*INPUT DATA*.
========
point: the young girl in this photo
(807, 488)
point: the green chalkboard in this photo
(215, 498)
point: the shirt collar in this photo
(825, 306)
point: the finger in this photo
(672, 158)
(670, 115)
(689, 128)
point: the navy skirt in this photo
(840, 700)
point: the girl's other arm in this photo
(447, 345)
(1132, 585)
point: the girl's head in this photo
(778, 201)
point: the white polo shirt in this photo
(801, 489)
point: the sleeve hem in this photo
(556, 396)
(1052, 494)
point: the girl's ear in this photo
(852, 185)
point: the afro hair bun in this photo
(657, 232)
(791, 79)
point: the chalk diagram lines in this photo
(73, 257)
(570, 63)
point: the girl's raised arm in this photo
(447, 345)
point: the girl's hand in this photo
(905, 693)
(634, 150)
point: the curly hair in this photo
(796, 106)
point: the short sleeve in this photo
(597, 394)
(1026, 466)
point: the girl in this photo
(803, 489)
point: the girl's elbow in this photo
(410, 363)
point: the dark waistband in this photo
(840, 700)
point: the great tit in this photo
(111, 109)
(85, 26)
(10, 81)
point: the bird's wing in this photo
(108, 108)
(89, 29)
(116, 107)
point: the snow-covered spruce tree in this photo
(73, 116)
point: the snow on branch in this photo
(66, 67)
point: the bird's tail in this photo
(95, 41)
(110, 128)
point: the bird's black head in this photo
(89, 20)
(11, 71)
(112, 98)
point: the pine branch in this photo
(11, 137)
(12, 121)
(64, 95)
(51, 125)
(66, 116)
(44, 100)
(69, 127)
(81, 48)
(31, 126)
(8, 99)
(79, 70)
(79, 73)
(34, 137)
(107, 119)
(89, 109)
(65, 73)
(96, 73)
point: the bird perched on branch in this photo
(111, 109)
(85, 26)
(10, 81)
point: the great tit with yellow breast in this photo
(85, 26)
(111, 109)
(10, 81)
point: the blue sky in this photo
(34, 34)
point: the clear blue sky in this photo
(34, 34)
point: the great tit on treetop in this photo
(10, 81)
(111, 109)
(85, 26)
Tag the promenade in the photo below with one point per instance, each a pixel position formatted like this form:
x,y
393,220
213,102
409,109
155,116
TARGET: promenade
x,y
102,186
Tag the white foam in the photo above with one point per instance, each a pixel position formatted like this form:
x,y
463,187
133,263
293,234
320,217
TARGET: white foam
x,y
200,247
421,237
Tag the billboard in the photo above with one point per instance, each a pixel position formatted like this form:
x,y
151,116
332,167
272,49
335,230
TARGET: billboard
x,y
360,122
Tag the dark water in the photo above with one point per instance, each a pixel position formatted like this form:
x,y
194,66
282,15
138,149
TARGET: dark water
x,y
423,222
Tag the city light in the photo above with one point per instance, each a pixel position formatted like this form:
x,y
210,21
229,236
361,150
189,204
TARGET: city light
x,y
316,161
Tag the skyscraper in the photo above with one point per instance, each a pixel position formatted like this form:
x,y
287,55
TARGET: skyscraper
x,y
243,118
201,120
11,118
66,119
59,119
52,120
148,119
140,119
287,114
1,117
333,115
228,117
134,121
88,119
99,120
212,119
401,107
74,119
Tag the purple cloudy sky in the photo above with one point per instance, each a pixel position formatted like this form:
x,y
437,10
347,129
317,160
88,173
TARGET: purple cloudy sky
========
*TASK ITEM*.
Every line of the data must be written out again word for word.

*TASK OUTPUT*.
point: the young girl in this photo
(807, 488)
point: the green chalkboard in this photo
(215, 498)
point: the shirt collar in this photo
(825, 306)
point: the finger in this photo
(672, 158)
(670, 115)
(689, 128)
point: the navy skirt in this photo
(840, 700)
point: the girl's other arm in this photo
(447, 345)
(1132, 585)
point: the girl's head in this photo
(778, 201)
point: the white polo shirt in this photo
(801, 489)
point: the sleeve hem in this photo
(556, 396)
(1052, 494)
point: the girl's ear in this photo
(852, 185)
point: the afro hair bun in this photo
(657, 232)
(791, 79)
point: the chalk diagram lines in this photo
(73, 257)
(570, 63)
point: the girl's raised arm in this photo
(447, 345)
point: the girl's hand in this photo
(905, 693)
(634, 150)
point: the curly hair in this photo
(796, 106)
point: the short sleeve in this photo
(597, 394)
(1026, 466)
point: the girl in this photo
(803, 489)
point: the girl's elbow in this photo
(410, 363)
point: the dark waistband in this photo
(840, 700)
point: the great tit in this photo
(111, 109)
(85, 26)
(10, 81)
point: the bird's wing in this photo
(108, 108)
(89, 29)
(116, 107)
point: the snow-covered spruce tree in this photo
(73, 116)
point: the snow on branch in this photo
(66, 67)
point: the bird's tail in this photo
(95, 41)
(110, 128)
point: the bird's black head in this photo
(89, 20)
(11, 71)
(112, 98)
point: the pine branch in this photo
(11, 137)
(12, 121)
(64, 95)
(51, 125)
(66, 116)
(44, 100)
(69, 127)
(81, 48)
(31, 126)
(8, 99)
(79, 70)
(79, 73)
(34, 137)
(107, 119)
(89, 109)
(65, 73)
(96, 73)
point: the bird perched on branch in this photo
(111, 109)
(85, 26)
(10, 81)
point: the great tit with yellow breast in this photo
(85, 26)
(111, 109)
(10, 81)
point: the blue sky in this photo
(34, 34)
point: the clear blue sky in this photo
(34, 34)
point: the great tit on treetop in this photo
(10, 81)
(111, 109)
(85, 26)
Tag the promenade in the photo below with one point per instance, each a pixel position formatted like this form:
x,y
393,220
213,102
409,109
155,116
TARGET: promenade
x,y
102,186
Tag the white foam in the photo above with one point per instance, each a pixel position formatted like this form:
x,y
463,187
133,263
293,234
320,217
TARGET: white foam
x,y
200,247
421,237
Tag the billboard in the photo above with one point per instance, each a pixel position formatted like this form:
x,y
151,116
332,167
272,49
335,230
TARGET: billboard
x,y
360,122
Tag the dark water in the photo above with one point per instance, each a pixel position formatted like this form:
x,y
194,66
282,15
138,149
TARGET: dark water
x,y
423,222
Tag the city light in the photo above with one point per instance, each a pixel position formatted like this form:
x,y
210,21
229,236
361,150
189,204
TARGET: city light
x,y
316,161
Tag the skyscraper in the photo above with one point per instance, each a pixel position formatted like this form:
x,y
287,55
TARGET: skyscraper
x,y
243,118
201,120
11,118
66,119
59,119
52,120
148,119
140,119
287,114
1,117
333,115
228,117
134,121
88,119
99,120
212,119
401,107
74,119
Tag the purple cloudy sky in the photo above with one point per instance, each a pixel position formatted like this form:
x,y
437,10
347,129
317,160
88,173
TARGET: purple cloudy sky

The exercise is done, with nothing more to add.